Begin with the line containing "Task: annotate the jet" and copy each line exactly through the last line of the entries, inclusive.

# Start of Data to process

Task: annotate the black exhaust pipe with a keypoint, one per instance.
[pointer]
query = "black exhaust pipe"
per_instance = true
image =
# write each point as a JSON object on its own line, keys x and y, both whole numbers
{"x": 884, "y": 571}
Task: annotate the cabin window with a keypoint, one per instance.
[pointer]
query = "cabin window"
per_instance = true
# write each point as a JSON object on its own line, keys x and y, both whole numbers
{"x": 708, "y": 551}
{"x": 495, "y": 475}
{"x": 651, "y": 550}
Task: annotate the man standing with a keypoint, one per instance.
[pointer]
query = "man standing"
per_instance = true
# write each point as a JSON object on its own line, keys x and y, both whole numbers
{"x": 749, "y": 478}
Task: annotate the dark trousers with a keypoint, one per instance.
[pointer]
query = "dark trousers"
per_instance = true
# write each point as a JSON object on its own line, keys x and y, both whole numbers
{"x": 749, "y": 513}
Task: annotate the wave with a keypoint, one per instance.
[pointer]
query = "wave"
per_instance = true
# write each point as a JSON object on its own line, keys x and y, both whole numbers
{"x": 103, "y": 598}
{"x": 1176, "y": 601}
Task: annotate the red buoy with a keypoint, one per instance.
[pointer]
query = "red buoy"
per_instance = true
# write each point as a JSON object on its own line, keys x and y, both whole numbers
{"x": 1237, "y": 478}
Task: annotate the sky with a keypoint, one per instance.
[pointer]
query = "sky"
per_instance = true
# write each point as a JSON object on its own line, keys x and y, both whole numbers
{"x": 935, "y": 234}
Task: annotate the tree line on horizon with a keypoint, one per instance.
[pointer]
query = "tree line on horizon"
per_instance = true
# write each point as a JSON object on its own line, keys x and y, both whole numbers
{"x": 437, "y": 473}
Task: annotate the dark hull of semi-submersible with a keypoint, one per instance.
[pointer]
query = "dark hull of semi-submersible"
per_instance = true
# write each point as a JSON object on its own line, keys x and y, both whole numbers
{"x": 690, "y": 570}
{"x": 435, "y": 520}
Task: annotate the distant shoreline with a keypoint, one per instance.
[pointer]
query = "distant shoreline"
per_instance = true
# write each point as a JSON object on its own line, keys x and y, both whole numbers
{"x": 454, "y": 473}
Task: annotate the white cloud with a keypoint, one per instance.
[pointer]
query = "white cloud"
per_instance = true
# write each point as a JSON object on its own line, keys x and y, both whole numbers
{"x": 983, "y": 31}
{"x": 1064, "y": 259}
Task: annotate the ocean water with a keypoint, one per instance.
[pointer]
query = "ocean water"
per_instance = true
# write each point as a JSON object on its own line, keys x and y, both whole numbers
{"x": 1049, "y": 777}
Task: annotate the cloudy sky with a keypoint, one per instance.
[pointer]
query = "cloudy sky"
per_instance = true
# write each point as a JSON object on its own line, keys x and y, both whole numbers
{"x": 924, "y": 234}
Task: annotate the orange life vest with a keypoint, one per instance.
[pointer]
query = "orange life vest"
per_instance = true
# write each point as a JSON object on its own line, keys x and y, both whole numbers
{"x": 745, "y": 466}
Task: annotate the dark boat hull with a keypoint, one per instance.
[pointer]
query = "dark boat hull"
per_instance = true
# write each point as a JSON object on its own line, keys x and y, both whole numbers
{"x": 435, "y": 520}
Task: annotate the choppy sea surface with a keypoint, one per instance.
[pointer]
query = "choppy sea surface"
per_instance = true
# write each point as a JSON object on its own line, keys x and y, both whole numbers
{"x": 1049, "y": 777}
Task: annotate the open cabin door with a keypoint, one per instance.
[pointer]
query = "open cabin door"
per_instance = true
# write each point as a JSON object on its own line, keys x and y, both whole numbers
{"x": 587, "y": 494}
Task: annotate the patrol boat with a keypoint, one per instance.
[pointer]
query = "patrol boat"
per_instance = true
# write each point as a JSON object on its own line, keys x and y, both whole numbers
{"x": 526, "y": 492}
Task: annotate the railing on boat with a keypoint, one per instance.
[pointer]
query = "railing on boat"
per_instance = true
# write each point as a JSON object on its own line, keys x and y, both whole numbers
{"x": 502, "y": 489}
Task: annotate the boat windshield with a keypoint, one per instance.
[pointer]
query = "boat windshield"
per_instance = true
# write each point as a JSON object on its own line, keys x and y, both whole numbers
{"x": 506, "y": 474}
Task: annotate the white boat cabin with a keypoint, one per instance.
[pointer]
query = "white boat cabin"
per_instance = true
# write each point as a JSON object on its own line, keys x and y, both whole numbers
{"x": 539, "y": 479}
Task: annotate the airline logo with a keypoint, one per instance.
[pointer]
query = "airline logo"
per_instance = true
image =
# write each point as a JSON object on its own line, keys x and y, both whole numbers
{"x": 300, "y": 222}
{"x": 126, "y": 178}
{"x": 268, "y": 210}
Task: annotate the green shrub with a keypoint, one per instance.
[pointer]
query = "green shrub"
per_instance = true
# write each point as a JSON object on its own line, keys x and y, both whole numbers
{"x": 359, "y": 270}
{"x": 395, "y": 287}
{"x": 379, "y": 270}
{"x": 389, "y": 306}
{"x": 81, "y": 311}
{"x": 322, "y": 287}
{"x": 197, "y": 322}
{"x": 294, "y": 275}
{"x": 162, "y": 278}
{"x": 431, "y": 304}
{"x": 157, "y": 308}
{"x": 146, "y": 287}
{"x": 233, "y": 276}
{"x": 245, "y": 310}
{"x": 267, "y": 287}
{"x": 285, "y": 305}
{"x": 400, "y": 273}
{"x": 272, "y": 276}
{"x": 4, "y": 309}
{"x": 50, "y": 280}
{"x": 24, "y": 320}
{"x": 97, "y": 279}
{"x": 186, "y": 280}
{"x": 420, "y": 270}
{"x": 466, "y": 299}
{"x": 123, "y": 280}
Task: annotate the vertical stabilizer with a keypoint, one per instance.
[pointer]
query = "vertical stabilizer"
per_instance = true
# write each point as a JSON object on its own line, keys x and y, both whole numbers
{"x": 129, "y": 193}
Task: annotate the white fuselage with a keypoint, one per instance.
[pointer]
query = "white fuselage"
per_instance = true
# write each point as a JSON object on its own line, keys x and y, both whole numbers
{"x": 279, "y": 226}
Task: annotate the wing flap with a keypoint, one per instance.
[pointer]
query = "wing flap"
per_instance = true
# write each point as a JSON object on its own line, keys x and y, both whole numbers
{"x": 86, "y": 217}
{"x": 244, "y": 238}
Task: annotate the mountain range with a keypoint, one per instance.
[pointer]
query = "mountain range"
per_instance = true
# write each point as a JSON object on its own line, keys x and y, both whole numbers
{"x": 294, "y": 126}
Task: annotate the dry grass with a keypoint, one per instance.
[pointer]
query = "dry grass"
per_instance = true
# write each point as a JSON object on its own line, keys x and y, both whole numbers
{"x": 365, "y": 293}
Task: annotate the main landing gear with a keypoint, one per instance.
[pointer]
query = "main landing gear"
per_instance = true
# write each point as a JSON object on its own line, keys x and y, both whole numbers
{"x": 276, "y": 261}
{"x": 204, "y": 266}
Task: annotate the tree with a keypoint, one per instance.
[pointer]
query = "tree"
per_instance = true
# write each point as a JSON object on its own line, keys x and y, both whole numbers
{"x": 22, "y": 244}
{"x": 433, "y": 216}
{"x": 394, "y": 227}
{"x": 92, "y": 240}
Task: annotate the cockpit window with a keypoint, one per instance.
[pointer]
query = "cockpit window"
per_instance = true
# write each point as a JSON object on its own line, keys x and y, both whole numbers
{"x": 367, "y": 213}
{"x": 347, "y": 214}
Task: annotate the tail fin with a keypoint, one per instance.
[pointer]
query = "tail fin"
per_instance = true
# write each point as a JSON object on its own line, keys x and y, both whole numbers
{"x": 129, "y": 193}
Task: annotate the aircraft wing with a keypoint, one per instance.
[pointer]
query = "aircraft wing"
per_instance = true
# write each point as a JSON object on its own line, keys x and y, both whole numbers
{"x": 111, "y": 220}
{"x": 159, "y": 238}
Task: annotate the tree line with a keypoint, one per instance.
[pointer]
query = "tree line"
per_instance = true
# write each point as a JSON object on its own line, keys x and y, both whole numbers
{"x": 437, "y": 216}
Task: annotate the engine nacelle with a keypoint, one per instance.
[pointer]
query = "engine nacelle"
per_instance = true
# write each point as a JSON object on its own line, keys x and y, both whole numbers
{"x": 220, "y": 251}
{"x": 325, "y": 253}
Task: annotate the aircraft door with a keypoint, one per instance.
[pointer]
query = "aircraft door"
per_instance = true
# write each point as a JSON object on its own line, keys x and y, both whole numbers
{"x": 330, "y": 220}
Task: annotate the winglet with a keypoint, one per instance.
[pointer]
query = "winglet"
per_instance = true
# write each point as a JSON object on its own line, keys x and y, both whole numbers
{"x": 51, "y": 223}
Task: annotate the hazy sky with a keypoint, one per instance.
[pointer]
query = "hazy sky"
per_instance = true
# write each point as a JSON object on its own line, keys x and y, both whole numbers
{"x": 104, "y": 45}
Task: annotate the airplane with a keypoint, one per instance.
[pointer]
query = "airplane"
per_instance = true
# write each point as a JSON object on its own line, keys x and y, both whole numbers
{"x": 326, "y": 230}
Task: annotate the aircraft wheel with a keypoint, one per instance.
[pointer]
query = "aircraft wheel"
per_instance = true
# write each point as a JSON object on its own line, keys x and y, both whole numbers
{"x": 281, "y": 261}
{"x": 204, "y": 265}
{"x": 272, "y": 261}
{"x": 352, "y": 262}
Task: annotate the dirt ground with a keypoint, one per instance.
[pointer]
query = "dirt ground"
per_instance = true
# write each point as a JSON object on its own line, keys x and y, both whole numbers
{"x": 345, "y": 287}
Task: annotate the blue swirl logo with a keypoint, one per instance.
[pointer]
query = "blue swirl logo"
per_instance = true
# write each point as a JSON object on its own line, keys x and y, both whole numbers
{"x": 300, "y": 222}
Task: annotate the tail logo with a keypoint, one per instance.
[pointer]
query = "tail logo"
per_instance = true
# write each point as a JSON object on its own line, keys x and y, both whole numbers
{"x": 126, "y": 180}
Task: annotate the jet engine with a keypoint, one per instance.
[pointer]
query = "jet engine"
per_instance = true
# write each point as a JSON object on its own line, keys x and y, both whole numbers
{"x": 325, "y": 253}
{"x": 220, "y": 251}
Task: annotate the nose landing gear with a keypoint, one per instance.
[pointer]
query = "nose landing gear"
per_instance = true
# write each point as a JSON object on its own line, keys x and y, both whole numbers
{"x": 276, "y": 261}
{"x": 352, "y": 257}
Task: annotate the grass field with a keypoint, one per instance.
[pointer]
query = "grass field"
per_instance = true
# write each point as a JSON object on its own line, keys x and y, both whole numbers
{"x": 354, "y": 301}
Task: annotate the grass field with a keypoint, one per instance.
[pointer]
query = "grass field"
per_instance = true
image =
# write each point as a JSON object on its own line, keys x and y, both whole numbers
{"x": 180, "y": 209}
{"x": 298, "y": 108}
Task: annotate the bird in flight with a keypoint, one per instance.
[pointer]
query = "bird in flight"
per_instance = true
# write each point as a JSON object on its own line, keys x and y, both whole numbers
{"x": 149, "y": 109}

# End of Data to process

- Reply to the task:
Task: annotate the jet engine with a keypoint, one per instance.
[pointer]
query = "jet engine"
per_instance = true
# write each point as a JSON object on its own line, keys x and y, both whole numbers
{"x": 325, "y": 253}
{"x": 220, "y": 251}
Task: annotate the nose landing gear with a keypoint, one per instance.
[pointer]
query = "nose landing gear"
per_instance = true
# write each point as a JSON object on its own line, keys x and y, both whole numbers
{"x": 276, "y": 261}
{"x": 352, "y": 257}
Task: annotate the grass field with a keypoint, one per instance.
[pointer]
query = "grass field"
per_instance = true
# write each point as a JSON object on its own line, keys x and y, both whole numbers
{"x": 354, "y": 301}
Task: annotate the grass field with a keypoint, one per instance.
[pointer]
query = "grass field"
per_instance = true
image =
# write each point as a JSON object on its own line, keys x and y, both whole numbers
{"x": 180, "y": 209}
{"x": 298, "y": 108}
Task: annotate the bird in flight with a keypoint, one per instance.
[pointer]
query = "bird in flight"
per_instance = true
# write each point as a JSON object on its own line, keys x and y, both whole numbers
{"x": 149, "y": 109}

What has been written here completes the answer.